Data lines>
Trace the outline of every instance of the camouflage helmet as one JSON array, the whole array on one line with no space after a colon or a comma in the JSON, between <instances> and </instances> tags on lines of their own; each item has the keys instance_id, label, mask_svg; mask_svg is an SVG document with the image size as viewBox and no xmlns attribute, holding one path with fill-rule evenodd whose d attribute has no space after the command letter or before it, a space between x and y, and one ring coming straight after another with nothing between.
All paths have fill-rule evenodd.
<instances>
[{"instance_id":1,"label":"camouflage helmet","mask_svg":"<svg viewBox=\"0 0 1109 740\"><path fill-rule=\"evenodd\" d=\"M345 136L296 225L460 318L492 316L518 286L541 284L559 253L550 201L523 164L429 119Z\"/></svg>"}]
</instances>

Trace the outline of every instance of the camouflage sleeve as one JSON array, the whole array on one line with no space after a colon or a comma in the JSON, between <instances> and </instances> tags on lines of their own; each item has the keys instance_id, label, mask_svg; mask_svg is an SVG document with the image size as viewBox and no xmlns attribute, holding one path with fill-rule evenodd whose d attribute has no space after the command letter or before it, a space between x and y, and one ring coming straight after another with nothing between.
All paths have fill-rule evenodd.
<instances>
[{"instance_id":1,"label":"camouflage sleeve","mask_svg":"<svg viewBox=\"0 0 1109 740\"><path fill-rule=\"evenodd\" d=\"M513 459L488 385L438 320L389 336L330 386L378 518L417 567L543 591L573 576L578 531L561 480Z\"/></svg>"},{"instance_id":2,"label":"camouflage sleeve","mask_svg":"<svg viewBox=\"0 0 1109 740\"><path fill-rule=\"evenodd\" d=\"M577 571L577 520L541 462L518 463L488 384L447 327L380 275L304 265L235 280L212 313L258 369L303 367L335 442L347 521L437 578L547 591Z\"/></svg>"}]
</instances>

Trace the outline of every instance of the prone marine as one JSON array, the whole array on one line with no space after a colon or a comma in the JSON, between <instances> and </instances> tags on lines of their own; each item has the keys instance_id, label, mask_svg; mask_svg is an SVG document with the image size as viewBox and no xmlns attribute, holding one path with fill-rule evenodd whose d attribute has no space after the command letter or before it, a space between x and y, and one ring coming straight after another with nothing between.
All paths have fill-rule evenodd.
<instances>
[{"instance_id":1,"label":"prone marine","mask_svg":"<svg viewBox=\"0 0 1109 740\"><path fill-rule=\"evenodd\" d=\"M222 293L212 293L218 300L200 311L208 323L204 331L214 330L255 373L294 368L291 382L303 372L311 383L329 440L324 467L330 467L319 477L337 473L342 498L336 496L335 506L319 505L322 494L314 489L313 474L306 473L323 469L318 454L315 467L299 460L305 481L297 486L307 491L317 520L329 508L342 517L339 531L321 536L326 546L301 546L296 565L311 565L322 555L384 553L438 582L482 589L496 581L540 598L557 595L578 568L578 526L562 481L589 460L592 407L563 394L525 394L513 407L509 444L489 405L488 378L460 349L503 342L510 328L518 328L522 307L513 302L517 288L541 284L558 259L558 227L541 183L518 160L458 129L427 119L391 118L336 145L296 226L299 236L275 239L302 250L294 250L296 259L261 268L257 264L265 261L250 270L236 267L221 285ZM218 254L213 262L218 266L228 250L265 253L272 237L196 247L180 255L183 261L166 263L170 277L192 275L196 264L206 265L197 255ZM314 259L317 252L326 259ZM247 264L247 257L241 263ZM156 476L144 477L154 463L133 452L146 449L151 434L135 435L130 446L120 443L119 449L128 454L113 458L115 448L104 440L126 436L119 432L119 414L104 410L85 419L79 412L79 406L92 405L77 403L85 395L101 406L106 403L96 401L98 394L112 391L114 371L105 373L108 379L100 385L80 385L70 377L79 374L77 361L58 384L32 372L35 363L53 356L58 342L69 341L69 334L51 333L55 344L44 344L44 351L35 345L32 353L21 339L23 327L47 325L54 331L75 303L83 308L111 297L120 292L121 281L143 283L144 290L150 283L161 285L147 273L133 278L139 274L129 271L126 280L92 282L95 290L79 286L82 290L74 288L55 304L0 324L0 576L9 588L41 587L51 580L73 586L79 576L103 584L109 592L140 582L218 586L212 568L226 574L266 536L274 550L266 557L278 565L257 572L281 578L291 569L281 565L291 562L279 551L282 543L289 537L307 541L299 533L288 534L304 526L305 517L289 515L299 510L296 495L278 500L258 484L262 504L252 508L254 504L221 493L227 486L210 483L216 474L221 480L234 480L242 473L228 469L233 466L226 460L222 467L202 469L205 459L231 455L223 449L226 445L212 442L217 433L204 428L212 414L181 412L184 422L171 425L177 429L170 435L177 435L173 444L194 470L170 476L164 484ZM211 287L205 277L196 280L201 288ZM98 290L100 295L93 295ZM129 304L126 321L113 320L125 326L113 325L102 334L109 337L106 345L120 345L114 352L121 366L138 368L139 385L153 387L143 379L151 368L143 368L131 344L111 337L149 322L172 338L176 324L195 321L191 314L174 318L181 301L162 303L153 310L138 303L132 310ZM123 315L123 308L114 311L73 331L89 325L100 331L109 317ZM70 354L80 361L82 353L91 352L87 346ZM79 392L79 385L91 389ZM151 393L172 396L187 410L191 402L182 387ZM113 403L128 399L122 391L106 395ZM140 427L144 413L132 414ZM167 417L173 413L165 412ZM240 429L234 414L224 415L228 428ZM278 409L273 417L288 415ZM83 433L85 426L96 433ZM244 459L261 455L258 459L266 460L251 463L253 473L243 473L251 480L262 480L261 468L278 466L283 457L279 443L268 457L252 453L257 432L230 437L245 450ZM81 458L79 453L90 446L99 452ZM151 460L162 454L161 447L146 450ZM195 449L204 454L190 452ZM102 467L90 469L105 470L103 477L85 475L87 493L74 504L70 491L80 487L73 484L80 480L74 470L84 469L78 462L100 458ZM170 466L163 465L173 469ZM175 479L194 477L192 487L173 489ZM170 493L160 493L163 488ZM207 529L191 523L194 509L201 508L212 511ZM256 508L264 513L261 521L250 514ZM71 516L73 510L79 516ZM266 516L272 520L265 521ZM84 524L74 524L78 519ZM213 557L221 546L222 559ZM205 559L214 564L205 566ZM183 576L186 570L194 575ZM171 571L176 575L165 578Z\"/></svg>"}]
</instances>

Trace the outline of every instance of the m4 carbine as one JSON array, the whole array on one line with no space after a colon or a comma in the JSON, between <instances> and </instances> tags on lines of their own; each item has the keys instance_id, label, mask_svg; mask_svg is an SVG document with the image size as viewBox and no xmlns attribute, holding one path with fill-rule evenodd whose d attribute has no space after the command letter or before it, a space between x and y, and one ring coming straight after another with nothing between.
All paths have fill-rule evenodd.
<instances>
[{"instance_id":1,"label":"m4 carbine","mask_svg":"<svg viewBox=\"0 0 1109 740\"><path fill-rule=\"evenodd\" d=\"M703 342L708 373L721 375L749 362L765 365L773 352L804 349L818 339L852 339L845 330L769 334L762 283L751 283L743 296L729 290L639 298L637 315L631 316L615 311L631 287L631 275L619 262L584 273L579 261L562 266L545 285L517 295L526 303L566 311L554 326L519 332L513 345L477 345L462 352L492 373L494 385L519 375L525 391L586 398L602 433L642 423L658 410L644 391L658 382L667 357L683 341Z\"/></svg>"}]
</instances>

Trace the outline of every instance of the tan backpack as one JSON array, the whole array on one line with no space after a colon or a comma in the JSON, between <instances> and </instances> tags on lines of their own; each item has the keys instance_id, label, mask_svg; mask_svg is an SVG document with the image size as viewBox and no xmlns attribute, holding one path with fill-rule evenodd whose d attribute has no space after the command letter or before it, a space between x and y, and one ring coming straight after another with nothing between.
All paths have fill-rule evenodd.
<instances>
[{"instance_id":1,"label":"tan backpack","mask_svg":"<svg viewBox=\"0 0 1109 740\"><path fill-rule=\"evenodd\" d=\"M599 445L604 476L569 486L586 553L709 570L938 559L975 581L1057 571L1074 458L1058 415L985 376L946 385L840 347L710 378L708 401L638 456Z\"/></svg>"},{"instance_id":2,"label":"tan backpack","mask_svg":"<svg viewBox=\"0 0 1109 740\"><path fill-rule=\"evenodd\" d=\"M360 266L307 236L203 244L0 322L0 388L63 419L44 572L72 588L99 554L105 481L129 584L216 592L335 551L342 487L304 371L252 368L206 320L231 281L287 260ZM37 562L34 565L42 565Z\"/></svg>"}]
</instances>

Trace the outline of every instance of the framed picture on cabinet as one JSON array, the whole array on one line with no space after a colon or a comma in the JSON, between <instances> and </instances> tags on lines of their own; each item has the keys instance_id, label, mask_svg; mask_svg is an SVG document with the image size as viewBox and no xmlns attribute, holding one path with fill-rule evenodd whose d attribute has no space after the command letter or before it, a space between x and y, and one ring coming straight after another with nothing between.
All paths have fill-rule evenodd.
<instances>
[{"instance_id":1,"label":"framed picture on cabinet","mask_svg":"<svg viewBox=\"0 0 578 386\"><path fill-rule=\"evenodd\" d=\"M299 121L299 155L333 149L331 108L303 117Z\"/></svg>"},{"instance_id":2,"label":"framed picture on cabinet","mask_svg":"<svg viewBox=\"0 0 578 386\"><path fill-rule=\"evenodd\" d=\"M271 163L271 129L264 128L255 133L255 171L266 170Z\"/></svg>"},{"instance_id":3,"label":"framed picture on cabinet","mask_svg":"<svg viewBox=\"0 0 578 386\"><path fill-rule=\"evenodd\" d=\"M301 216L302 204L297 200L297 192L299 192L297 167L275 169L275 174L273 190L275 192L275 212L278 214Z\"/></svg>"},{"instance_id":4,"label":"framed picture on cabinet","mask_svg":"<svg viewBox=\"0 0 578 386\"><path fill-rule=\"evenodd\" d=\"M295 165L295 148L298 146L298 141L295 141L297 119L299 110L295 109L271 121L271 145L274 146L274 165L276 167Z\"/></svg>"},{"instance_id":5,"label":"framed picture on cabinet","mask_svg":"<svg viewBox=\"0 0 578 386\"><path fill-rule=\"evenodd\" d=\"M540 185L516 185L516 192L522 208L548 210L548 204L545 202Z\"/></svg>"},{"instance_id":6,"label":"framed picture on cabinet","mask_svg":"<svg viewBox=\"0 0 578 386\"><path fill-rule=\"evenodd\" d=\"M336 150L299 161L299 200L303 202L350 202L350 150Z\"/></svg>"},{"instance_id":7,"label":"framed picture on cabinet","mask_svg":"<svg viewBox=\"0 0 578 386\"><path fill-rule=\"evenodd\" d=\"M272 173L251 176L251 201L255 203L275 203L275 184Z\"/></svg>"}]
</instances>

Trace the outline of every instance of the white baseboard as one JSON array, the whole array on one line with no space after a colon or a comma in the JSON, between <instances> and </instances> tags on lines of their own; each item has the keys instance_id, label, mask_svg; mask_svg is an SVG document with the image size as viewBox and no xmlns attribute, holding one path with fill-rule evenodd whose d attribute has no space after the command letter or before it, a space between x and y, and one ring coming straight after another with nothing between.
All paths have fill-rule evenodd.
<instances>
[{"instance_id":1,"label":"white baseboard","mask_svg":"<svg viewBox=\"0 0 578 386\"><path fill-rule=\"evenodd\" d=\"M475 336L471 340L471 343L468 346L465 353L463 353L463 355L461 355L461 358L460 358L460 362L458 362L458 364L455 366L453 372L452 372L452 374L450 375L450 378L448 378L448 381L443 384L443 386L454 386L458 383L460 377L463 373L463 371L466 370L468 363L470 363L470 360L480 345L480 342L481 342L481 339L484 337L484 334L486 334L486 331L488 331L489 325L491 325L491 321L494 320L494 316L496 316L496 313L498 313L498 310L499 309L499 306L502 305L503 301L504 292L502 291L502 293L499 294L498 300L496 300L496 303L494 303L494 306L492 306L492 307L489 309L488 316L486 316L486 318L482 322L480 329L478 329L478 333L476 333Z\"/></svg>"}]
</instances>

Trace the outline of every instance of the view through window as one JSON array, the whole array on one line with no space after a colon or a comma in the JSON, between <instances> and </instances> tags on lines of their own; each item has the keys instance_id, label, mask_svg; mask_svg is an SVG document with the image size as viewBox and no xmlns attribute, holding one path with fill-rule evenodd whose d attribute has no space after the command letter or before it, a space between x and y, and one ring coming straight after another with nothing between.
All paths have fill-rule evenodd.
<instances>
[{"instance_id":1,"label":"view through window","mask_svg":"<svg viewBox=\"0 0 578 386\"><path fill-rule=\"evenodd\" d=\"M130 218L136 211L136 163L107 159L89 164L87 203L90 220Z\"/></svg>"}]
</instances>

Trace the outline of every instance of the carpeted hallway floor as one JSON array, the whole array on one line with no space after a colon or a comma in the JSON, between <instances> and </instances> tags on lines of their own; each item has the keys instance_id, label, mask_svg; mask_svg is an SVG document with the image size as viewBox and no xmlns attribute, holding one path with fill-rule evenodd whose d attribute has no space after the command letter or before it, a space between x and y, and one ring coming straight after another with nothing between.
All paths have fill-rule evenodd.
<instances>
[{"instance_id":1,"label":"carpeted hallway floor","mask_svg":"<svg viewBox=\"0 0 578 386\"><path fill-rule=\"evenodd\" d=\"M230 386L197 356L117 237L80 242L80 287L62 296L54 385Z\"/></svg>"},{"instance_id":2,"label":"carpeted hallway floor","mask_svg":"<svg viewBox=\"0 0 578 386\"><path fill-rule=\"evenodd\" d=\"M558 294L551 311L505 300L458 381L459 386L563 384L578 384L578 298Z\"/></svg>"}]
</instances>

Work to be completed> Rewrite the part that opens with the line containing "Trace the outline of every instance of the carpeted" and runs through the end of the rows as a Markdown table. Use the columns No. and Line, with one numbered entry per line and no blank lines.

Output of the exercise>
| No. | Line |
|---|---|
| 1 | Trace the outline of every instance of the carpeted hallway floor as one JSON array, the whole array on one line with no space after a colon or a comma in the JSON, between <instances> and </instances> tags on lines of their own; each item has the keys instance_id, label, mask_svg; mask_svg is an SVG document with the image size as viewBox and no xmlns attribute, holding one path with fill-rule evenodd whose d attribute has no space after the command letter or before it, a space between x and y, and one ring coming straight after another with nothing between. |
| 2 | All paths have fill-rule evenodd. |
| 3 | <instances> |
| 4 | [{"instance_id":1,"label":"carpeted hallway floor","mask_svg":"<svg viewBox=\"0 0 578 386\"><path fill-rule=\"evenodd\" d=\"M230 386L197 356L117 237L80 242L80 287L62 296L54 385Z\"/></svg>"},{"instance_id":2,"label":"carpeted hallway floor","mask_svg":"<svg viewBox=\"0 0 578 386\"><path fill-rule=\"evenodd\" d=\"M558 294L551 311L505 300L458 381L459 386L563 384L578 384L578 298Z\"/></svg>"}] |
| 5 | </instances> |